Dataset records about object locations
○ ○ ○

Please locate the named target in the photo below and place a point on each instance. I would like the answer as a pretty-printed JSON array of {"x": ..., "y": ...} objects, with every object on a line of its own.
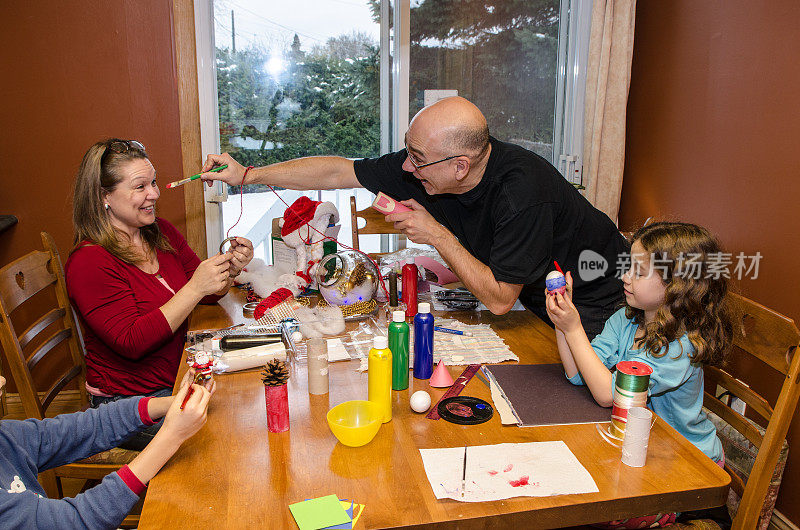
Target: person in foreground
[
  {"x": 676, "y": 319},
  {"x": 497, "y": 213},
  {"x": 133, "y": 279},
  {"x": 28, "y": 447}
]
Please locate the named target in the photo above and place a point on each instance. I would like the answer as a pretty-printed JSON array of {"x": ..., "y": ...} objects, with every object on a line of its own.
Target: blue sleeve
[
  {"x": 53, "y": 442},
  {"x": 606, "y": 345},
  {"x": 670, "y": 370},
  {"x": 104, "y": 506}
]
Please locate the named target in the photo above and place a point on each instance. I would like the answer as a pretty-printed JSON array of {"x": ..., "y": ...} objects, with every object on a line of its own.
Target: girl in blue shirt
[{"x": 675, "y": 320}]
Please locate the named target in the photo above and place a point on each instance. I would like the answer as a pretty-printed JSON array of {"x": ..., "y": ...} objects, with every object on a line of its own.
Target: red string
[{"x": 241, "y": 202}]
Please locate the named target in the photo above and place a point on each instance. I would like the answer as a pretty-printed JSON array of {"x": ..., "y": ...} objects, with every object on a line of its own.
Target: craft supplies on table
[
  {"x": 399, "y": 342},
  {"x": 423, "y": 342},
  {"x": 455, "y": 389},
  {"x": 322, "y": 512},
  {"x": 503, "y": 471},
  {"x": 317, "y": 366},
  {"x": 410, "y": 276},
  {"x": 630, "y": 390},
  {"x": 539, "y": 394},
  {"x": 637, "y": 434},
  {"x": 380, "y": 377},
  {"x": 483, "y": 346},
  {"x": 210, "y": 342}
]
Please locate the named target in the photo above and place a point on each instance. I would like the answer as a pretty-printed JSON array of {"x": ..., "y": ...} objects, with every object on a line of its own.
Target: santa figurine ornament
[{"x": 303, "y": 227}]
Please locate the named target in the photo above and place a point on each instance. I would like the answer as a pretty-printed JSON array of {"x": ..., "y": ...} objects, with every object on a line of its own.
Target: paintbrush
[
  {"x": 194, "y": 177},
  {"x": 464, "y": 473}
]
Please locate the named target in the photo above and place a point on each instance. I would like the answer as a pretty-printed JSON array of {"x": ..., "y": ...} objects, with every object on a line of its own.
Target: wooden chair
[
  {"x": 20, "y": 281},
  {"x": 375, "y": 223},
  {"x": 770, "y": 338}
]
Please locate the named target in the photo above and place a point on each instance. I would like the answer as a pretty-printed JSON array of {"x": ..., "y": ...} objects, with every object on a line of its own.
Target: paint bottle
[
  {"x": 423, "y": 342},
  {"x": 410, "y": 275},
  {"x": 393, "y": 288},
  {"x": 380, "y": 376},
  {"x": 399, "y": 344}
]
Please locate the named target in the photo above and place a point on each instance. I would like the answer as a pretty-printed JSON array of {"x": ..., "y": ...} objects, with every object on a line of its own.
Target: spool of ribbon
[
  {"x": 637, "y": 434},
  {"x": 630, "y": 390}
]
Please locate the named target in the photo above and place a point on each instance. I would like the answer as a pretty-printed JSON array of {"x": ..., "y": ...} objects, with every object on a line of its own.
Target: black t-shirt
[{"x": 520, "y": 217}]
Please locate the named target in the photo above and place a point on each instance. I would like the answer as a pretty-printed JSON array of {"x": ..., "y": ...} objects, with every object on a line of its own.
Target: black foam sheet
[{"x": 541, "y": 395}]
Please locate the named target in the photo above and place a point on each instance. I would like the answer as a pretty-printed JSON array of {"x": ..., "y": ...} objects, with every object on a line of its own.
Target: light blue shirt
[{"x": 676, "y": 384}]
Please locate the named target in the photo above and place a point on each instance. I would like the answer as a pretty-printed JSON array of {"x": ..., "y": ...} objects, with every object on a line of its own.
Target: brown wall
[
  {"x": 713, "y": 132},
  {"x": 74, "y": 73}
]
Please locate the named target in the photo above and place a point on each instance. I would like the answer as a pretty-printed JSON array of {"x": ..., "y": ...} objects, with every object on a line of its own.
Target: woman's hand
[
  {"x": 233, "y": 174},
  {"x": 211, "y": 276},
  {"x": 180, "y": 425},
  {"x": 241, "y": 252}
]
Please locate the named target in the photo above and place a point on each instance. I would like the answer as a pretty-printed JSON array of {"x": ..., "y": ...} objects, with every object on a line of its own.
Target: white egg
[{"x": 420, "y": 401}]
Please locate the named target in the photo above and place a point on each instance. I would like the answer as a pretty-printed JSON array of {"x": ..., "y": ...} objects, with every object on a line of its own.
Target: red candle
[
  {"x": 277, "y": 408},
  {"x": 409, "y": 275}
]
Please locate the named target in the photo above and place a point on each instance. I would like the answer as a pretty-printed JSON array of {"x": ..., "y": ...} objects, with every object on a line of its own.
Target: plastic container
[
  {"x": 380, "y": 377},
  {"x": 410, "y": 276},
  {"x": 354, "y": 423},
  {"x": 399, "y": 335},
  {"x": 423, "y": 342}
]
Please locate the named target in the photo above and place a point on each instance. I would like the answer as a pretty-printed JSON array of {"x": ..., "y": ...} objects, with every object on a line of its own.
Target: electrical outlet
[{"x": 738, "y": 405}]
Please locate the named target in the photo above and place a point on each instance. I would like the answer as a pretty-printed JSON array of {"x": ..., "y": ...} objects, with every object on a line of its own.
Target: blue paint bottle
[{"x": 423, "y": 342}]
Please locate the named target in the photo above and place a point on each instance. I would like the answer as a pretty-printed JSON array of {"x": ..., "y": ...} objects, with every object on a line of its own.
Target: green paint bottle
[{"x": 398, "y": 342}]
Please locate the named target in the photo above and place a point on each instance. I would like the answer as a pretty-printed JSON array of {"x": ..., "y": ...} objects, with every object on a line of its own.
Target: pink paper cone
[
  {"x": 277, "y": 408},
  {"x": 441, "y": 376}
]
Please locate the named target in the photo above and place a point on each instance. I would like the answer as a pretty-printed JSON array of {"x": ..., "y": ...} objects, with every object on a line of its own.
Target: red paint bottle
[{"x": 410, "y": 275}]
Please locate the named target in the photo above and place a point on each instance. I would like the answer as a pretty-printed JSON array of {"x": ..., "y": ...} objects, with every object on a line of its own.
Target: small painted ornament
[
  {"x": 420, "y": 401},
  {"x": 555, "y": 282},
  {"x": 203, "y": 364}
]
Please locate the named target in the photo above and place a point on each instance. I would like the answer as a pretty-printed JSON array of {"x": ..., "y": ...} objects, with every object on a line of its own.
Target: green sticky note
[{"x": 321, "y": 512}]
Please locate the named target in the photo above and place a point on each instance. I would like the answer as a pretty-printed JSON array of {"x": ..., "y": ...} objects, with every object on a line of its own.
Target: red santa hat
[{"x": 303, "y": 213}]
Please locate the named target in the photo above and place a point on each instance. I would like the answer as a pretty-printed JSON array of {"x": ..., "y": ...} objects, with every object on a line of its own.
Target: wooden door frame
[{"x": 189, "y": 109}]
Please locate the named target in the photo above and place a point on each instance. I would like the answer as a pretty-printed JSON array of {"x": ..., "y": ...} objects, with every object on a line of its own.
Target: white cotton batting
[{"x": 320, "y": 321}]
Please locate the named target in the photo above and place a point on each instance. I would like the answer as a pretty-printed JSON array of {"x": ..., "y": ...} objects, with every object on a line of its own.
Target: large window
[
  {"x": 343, "y": 77},
  {"x": 501, "y": 55}
]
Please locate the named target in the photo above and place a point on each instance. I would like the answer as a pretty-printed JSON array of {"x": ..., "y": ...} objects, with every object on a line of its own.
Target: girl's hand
[
  {"x": 188, "y": 378},
  {"x": 568, "y": 292},
  {"x": 183, "y": 424},
  {"x": 241, "y": 252},
  {"x": 562, "y": 312},
  {"x": 211, "y": 276}
]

○ ○ ○

**What is being asked**
Omit each picture, then return all of the listing exactly as it stands.

**Task response**
Please locate the named target in the photo below and place a point on each instance. I would like the answer as a pretty-printed JSON array of {"x": ..., "y": ...} objects, with every object on a line of its own.
Target: person in foreground
[
  {"x": 676, "y": 319},
  {"x": 497, "y": 213},
  {"x": 133, "y": 279},
  {"x": 28, "y": 447}
]
Please locate the named target in the photo above and place a point on each instance. I would like the answer as a pretty-printed JSON array of {"x": ..., "y": ...} objects, with every object on a line of its own.
Target: blue sleeve
[
  {"x": 53, "y": 442},
  {"x": 606, "y": 345},
  {"x": 670, "y": 370},
  {"x": 104, "y": 506}
]
Please locate the named target in the photo above and place a point on each instance. I would like the answer as a pretty-printed JSON array of {"x": ..., "y": ...} objects, with every object on a line of its own.
Target: girl in blue shirt
[{"x": 675, "y": 320}]
Please locate the named target in the photo above and place a point on each instance. I would like the answer as a pretty-printed JSON array of {"x": ..., "y": ...} objects, with every object on a line of its own.
Target: red string
[{"x": 241, "y": 202}]
Please locate the named target in the photo above and place a point on each instance. I would like the answer as a pretty-printed JSON array of {"x": ..., "y": ...} objects, with every object on a line of its own.
Target: craft supplies on table
[
  {"x": 399, "y": 342},
  {"x": 423, "y": 342},
  {"x": 455, "y": 389},
  {"x": 322, "y": 512},
  {"x": 503, "y": 471},
  {"x": 317, "y": 366},
  {"x": 410, "y": 276},
  {"x": 630, "y": 390},
  {"x": 539, "y": 394},
  {"x": 637, "y": 434},
  {"x": 380, "y": 377},
  {"x": 483, "y": 346},
  {"x": 210, "y": 342}
]
Please locate the named target in the photo above and place a point on each instance. I would like the answer as a pretty-printed JSON array of {"x": ..., "y": ...} objects, with every object on a line of its own.
Target: santa figurine ornament
[{"x": 303, "y": 227}]
Please locate the named target in the photo above and place a point on each instance. I would like the answer as a pretty-printed JSON array of {"x": ..., "y": ...} objects, with every object on a line of its own.
Target: paintbrush
[
  {"x": 194, "y": 177},
  {"x": 464, "y": 473}
]
Please locate the named target in the photo above and place a point on each instance. I would like the answer as a pretty-printed JSON array of {"x": ..., "y": ...} objects, with every object on a line of its own.
Target: wooden chair
[
  {"x": 20, "y": 281},
  {"x": 375, "y": 223},
  {"x": 770, "y": 338}
]
Please locate the named target in the photo above and place a point on each instance. I would like the answer as a pretty-printed JSON array of {"x": ..., "y": ...} objects, with every object on a line of its own.
Target: paint bottle
[
  {"x": 423, "y": 342},
  {"x": 410, "y": 275},
  {"x": 393, "y": 288},
  {"x": 380, "y": 376},
  {"x": 399, "y": 344}
]
Please locate the named target in the photo above and place a point on each instance. I would like the answer as a pretty-printed JSON array of {"x": ..., "y": ...} objects, with every object on a line of its own.
Target: spool of ribbon
[
  {"x": 637, "y": 434},
  {"x": 630, "y": 390}
]
Please locate the named target in the photo above and place a point on each instance. I would like the answer as a pretty-printed JSON array of {"x": ..., "y": ...} objects, with every object on a line of its own.
Target: black t-shirt
[{"x": 520, "y": 217}]
Please locate the named target in the photo above and place a point on each instance. I would like the answer as a pretty-printed JSON array of {"x": ..., "y": ...} objects, with every object on a line of its own.
Target: black foam sheet
[{"x": 541, "y": 395}]
Please locate the named target in the photo above and place a point on each instance. I would like the answer as a pretty-printed JSON array of {"x": ..., "y": ...} objects, with every object on a line of its own.
Target: light blue shirt
[{"x": 676, "y": 384}]
Please locate the named target in the photo above and place a point on each instance. I would like the answer as a pretty-printed JSON array of {"x": ..., "y": ...} objects, with every object on a line of its own.
Target: brown wall
[
  {"x": 713, "y": 132},
  {"x": 74, "y": 73}
]
Please locate the named target in the photo above and place a point on each instance. I would like the answer as a pretty-printed JSON array of {"x": ..., "y": ...} objects, with every object on a line of its own.
Target: woman's hand
[
  {"x": 233, "y": 174},
  {"x": 211, "y": 276},
  {"x": 180, "y": 425},
  {"x": 241, "y": 252}
]
Please locate the named target in the photo above and place a point on each instance. I would like the answer as a pretty-printed JSON array of {"x": ..., "y": ...} objects, with every object on a line of its own.
Target: white egg
[{"x": 420, "y": 401}]
Please locate the named target in the photo above and place a point on each instance. I would like the answer as a pretty-printed JSON array of {"x": ..., "y": ...} objects, with every object on a line of its own.
Target: red candle
[
  {"x": 277, "y": 408},
  {"x": 409, "y": 275}
]
Please locate the named target in the photo above and place a point on each instance. I would like the answer as a pretty-printed JSON array of {"x": ..., "y": ...} objects, with every object on a line of its own.
Target: plastic container
[
  {"x": 380, "y": 377},
  {"x": 410, "y": 276},
  {"x": 354, "y": 423},
  {"x": 399, "y": 335},
  {"x": 423, "y": 342}
]
Please locate the named target in the photo above and place a point on each instance. I would like the answer as a pretty-printed JSON array of {"x": ..., "y": ...} objects, with every object on a line of its own.
Target: electrical outlet
[{"x": 738, "y": 405}]
Please locate the named target in the photo above and place a point on each instance. I would like the answer as a pretty-printed JSON array of {"x": ..., "y": ...} objects, with every object on a line of its own.
Target: blue paint bottle
[{"x": 423, "y": 342}]
Please locate the named target in the photo above and place a point on each instance. I would like the answer as a pretty-printed JSON array of {"x": ..., "y": ...} objects, with every object on a line of its own.
Target: green paint bottle
[{"x": 398, "y": 342}]
Please locate the named target in the photo above and place a point on each instance. I would like the answer as a pretty-printed JSON array of {"x": ..., "y": ...} objects, with every object on a line of its own.
Target: pink paper cone
[
  {"x": 277, "y": 408},
  {"x": 441, "y": 376}
]
Please locate the named target in the photo above and place a point on each instance. I would like the answer as a pretty-printed JSON array of {"x": ..., "y": ...} objects, with every object on a line of its own.
Target: red paint bottle
[{"x": 410, "y": 275}]
Please locate the named target in the photo above and place a point on each instance. I would like the answer as a pretty-printed JSON array of {"x": ..., "y": ...} objects, with every object on a line of its own.
Target: small painted ornament
[
  {"x": 420, "y": 401},
  {"x": 555, "y": 282},
  {"x": 203, "y": 364}
]
Please locate the named target in the photo above and place a point on each instance. I would like the answer as a pretty-printed JSON array of {"x": ..., "y": ...} objects, with every object on a line of its own.
Target: green sticky note
[{"x": 321, "y": 512}]
Please locate the named target in the photo above and place a point on each instance. I would like the answer as a pretty-printed JSON array of {"x": ..., "y": ...} objects, with every object on a line of its own.
Target: red santa hat
[{"x": 303, "y": 213}]
Please locate the named target in the photo above and place a point on each instance. I would like the answer as a pretty-printed JSON array of {"x": ..., "y": ...} objects, with every object on a line of its own.
Target: wooden door frame
[{"x": 189, "y": 109}]
Please locate the named target in the photo above and place a point on each instance. I would like the answer as a pretty-printed JSON array of {"x": ..., "y": ...} objects, with every object on a line of its own.
Target: white cotton batting
[{"x": 320, "y": 321}]
Please locate the named target in the photo above and place a point on each instance. I would like the answer as a pretty-printed JSON array of {"x": ..., "y": ...} objects, with every object on a line of its own.
Target: large window
[
  {"x": 343, "y": 77},
  {"x": 501, "y": 55}
]
Please locate the named target in the photo above and place a point on each instance. I would like the answer as a pretty-printed JSON array of {"x": ..., "y": ...} objects, with every object on a line of its own.
Target: girl's hand
[
  {"x": 188, "y": 378},
  {"x": 568, "y": 292},
  {"x": 183, "y": 424},
  {"x": 241, "y": 252},
  {"x": 562, "y": 312},
  {"x": 211, "y": 276}
]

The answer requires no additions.